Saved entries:
BEGIN

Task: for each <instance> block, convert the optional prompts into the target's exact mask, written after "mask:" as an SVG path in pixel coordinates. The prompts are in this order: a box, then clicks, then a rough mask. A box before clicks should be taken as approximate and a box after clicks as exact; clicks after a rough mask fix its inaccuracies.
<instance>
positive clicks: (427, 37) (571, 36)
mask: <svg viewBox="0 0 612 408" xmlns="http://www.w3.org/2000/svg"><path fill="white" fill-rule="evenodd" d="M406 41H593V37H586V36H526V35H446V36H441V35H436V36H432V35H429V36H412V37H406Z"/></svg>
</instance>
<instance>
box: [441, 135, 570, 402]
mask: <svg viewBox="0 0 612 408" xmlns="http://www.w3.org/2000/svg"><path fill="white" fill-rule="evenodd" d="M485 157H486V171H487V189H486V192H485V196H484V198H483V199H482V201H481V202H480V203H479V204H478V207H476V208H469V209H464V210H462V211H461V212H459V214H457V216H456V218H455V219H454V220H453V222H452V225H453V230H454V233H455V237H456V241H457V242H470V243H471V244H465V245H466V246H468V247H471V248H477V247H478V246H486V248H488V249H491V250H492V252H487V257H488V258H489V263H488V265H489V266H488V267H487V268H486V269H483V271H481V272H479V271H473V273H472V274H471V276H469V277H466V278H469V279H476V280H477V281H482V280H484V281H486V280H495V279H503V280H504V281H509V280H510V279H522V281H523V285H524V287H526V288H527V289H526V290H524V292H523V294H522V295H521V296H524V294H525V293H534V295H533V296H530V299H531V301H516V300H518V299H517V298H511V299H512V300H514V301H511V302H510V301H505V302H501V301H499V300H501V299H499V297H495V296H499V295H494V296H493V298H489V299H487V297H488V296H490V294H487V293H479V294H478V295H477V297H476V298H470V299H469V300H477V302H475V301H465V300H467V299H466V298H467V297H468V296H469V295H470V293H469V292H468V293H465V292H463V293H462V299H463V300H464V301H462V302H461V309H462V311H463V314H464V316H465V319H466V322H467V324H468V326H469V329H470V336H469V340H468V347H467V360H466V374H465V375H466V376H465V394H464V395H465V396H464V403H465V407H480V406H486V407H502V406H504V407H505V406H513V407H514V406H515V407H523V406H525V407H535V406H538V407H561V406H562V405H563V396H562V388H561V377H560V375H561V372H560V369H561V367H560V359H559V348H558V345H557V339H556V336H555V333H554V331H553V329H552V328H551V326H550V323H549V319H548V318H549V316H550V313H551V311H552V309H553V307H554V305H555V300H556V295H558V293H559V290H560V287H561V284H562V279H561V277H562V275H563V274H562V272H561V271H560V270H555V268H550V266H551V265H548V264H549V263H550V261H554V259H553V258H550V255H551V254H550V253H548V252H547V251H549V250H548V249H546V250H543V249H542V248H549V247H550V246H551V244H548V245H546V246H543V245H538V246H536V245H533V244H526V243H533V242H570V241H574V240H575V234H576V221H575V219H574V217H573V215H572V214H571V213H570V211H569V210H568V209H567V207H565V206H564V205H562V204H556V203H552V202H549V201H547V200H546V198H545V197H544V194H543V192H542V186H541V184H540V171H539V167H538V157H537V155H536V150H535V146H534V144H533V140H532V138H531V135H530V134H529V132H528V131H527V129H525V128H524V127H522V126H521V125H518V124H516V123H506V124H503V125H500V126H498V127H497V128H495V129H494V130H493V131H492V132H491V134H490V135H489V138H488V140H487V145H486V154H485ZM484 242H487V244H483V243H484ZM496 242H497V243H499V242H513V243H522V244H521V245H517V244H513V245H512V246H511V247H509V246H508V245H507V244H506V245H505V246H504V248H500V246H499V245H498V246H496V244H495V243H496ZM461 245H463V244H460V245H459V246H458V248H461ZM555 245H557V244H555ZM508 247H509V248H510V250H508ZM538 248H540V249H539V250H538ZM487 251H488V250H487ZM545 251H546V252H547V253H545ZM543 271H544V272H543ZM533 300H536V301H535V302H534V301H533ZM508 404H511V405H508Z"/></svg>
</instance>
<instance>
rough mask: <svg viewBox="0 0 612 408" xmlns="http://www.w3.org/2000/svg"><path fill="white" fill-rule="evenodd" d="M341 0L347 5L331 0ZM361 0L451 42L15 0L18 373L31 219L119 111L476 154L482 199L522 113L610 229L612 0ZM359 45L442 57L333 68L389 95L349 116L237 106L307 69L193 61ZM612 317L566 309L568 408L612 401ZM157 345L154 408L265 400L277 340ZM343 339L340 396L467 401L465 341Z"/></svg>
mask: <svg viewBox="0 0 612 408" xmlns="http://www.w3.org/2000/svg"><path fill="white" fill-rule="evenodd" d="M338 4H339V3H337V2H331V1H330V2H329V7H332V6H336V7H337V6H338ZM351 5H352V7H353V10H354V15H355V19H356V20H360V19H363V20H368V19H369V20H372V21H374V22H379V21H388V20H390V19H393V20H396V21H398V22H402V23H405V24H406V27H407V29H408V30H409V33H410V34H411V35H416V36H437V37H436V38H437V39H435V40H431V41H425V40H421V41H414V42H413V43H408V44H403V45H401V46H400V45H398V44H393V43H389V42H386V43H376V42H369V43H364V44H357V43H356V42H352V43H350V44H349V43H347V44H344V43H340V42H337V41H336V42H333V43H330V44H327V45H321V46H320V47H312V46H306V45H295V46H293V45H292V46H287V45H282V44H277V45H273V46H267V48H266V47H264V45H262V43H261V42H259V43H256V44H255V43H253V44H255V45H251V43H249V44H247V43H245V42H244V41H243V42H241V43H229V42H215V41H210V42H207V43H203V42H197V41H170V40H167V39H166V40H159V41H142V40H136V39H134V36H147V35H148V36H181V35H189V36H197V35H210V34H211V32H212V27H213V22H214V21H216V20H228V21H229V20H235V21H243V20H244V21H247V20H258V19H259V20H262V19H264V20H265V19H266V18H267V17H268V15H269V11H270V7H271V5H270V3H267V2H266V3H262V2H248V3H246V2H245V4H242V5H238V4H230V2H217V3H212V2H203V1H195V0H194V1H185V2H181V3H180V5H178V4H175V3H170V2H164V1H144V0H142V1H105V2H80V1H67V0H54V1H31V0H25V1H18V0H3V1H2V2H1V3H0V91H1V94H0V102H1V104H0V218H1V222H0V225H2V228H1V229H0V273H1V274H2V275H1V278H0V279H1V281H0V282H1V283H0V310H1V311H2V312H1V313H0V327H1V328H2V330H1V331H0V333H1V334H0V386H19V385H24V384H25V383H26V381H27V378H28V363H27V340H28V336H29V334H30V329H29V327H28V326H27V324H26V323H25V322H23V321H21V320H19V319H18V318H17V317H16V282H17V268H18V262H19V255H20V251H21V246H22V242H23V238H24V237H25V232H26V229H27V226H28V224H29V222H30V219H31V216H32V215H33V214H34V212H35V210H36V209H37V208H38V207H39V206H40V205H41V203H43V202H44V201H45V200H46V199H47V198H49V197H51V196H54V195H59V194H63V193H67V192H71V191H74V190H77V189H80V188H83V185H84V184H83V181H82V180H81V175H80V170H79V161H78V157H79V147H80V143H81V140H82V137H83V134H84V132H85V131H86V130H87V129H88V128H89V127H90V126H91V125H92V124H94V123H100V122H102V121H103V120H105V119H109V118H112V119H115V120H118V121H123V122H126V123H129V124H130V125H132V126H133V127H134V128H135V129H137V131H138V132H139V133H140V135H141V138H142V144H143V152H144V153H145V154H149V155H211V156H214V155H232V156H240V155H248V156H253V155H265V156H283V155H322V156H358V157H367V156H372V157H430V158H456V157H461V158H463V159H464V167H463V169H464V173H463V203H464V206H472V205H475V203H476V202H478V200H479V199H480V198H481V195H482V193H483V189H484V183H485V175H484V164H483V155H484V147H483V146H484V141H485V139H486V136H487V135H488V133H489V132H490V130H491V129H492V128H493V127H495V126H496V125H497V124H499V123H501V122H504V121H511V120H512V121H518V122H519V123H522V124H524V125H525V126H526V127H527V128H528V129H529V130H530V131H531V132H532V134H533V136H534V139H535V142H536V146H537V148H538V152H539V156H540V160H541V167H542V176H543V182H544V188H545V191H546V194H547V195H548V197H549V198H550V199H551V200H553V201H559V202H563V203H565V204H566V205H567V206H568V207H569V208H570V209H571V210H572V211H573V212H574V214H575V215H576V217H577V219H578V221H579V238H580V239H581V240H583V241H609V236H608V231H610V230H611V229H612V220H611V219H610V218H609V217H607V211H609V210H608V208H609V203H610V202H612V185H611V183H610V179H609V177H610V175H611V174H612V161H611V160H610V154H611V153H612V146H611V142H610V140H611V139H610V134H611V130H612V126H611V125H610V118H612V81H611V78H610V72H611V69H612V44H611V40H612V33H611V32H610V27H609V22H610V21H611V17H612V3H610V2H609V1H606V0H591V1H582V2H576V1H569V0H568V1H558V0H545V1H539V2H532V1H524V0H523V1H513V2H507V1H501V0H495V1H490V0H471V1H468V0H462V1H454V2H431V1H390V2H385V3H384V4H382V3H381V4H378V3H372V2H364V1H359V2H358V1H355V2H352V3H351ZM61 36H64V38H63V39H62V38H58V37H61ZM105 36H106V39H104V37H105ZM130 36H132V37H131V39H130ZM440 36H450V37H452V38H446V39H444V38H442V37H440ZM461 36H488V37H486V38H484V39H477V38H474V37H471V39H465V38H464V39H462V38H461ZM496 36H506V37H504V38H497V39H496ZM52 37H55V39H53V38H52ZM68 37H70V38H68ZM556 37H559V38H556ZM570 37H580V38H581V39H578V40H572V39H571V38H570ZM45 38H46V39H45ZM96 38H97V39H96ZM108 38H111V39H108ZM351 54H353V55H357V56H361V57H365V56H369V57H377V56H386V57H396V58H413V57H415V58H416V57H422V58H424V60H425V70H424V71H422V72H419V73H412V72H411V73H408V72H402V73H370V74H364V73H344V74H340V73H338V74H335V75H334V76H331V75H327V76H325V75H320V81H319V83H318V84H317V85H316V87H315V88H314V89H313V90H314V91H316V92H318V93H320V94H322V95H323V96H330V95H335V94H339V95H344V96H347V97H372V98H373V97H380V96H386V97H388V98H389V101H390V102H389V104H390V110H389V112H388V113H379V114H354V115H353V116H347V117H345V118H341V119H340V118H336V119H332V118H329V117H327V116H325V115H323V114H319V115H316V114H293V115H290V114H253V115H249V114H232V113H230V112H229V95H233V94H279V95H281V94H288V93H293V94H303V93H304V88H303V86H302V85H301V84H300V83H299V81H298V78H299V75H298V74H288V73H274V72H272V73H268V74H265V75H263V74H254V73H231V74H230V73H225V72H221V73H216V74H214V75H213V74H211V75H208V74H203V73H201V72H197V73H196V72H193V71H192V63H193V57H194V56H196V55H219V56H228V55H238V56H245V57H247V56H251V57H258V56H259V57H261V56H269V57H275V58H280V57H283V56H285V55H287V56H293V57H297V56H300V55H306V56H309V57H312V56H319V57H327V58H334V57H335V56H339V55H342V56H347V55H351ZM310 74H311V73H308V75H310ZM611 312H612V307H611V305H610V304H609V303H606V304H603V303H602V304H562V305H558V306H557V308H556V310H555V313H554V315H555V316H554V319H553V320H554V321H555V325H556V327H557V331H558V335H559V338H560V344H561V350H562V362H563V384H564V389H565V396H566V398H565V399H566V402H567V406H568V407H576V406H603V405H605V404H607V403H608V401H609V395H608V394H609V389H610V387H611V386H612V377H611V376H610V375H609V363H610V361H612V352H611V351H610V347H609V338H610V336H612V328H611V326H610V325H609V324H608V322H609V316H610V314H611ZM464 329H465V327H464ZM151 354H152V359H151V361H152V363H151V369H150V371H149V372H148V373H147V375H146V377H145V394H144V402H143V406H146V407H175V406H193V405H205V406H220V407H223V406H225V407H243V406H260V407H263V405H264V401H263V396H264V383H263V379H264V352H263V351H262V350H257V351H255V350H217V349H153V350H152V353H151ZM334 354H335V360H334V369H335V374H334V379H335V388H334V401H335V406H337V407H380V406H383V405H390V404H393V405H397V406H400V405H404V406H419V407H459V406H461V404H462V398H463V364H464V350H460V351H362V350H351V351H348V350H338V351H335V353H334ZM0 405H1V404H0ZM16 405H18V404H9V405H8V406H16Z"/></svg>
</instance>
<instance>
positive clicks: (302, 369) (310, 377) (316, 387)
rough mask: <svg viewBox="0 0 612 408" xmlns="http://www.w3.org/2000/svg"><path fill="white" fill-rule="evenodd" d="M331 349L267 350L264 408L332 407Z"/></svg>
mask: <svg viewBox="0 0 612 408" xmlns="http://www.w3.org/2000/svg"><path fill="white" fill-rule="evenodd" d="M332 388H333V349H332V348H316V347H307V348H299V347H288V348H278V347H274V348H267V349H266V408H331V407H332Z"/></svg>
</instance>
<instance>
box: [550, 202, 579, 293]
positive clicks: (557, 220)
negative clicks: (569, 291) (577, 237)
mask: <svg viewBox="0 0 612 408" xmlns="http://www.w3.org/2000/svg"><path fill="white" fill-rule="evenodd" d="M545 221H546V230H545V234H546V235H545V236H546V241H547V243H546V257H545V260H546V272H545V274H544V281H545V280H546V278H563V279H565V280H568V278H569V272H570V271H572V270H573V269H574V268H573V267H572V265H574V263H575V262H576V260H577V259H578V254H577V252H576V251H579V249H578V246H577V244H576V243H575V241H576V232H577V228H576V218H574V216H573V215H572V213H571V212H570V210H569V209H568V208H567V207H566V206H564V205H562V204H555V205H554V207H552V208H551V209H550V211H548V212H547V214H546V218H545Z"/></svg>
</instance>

END

YOUR TASK: Could you rewrite everything from the start of the listing down to the line containing "box: [441, 135, 570, 402]", changing "rough mask" to "coarse mask" and leaving the rest untouched?

EXPECTED ANSWER:
Task: for each <instance> block, convert the optional prompts into the target's exact mask, written after "mask:" as an SVG path in pixel coordinates. The prompts are in this order: a box, then clicks, then a coarse mask. A box before clicks should be taken as approximate and a box after clicks as exact; clicks after a coarse mask fix its inaccuracies.
<instance>
positive clicks: (427, 37) (571, 36)
mask: <svg viewBox="0 0 612 408" xmlns="http://www.w3.org/2000/svg"><path fill="white" fill-rule="evenodd" d="M406 41H593V37H586V36H526V35H446V36H441V35H436V36H432V35H429V36H412V37H406Z"/></svg>
</instance>
<instance>
box: [441, 135, 570, 402]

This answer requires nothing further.